** BEGIN **

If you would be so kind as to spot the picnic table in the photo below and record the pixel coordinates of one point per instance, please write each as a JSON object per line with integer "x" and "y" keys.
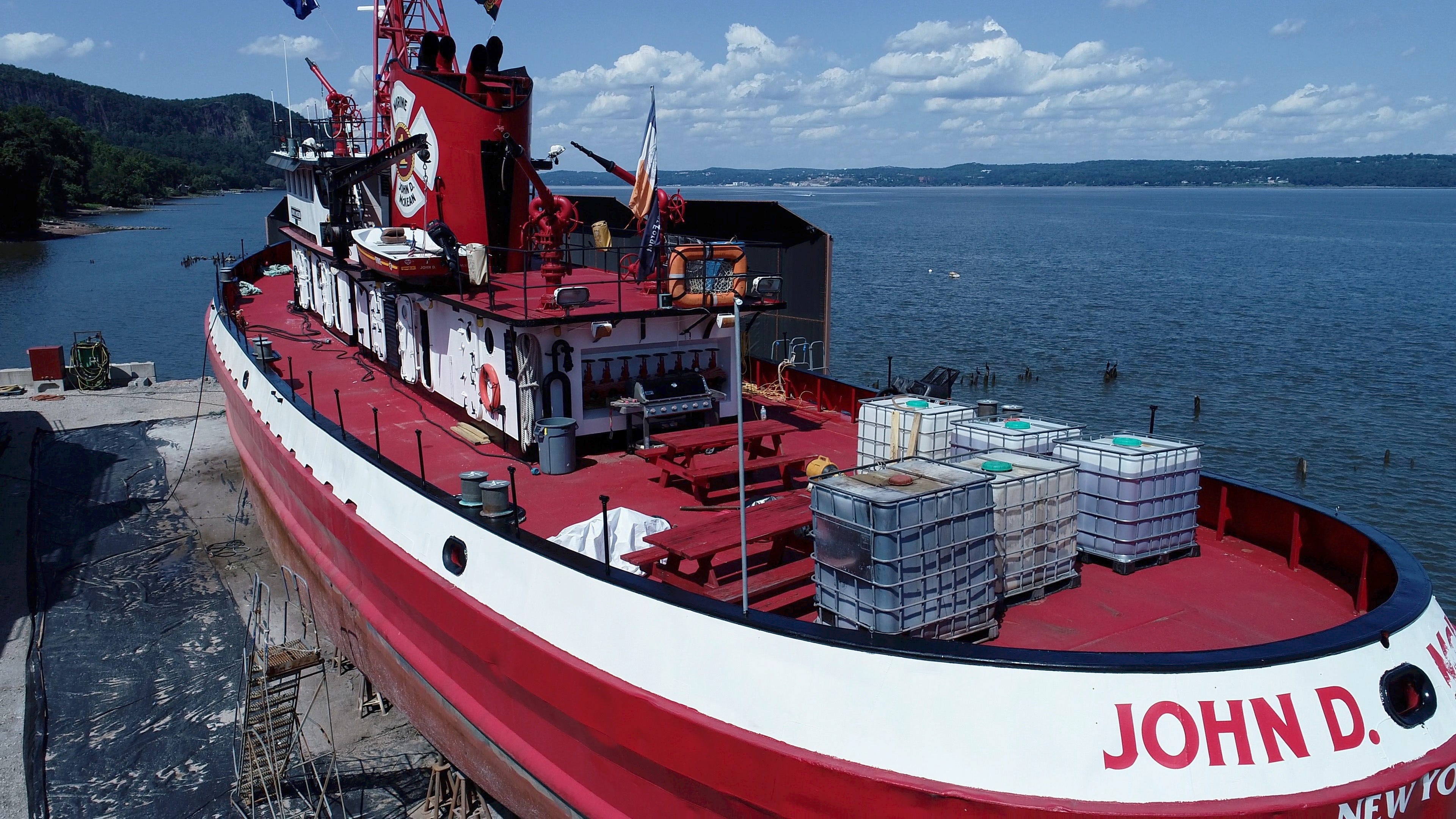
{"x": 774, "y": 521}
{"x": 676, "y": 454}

** END **
** BEGIN **

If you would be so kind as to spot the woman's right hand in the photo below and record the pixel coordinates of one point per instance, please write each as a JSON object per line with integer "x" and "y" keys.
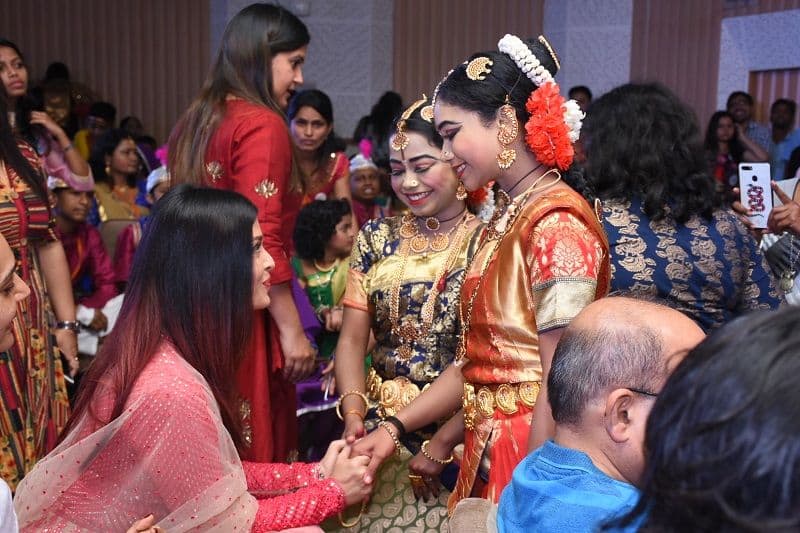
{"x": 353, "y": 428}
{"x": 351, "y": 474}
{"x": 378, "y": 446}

** END **
** BEGIN **

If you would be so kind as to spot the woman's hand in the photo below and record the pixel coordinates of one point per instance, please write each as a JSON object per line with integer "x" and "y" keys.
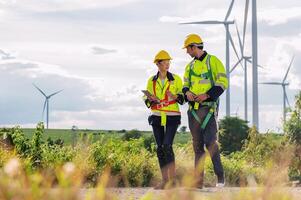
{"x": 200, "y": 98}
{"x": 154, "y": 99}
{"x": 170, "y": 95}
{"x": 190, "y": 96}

** END **

Copy out each line above that contains the word "write". Case counts.

### THE SOLUTION
If you would be so kind as to spot the picnic table in the photo below and record the pixel coordinates of one point per instance, please write each as a JSON object per line with integer "x" and "y" keys.
If you would be so kind as to spot the woman's right hand in the photo below and record the pixel coordinates of one point per instance, please write each as a JSON object per line with integer "x" and "y" keys.
If you would be so kind as to spot the woman's hand in the photo below and record the pixel coordinates of one point per instance, please write each as a JSON object per line with integer "x" and "y" keys.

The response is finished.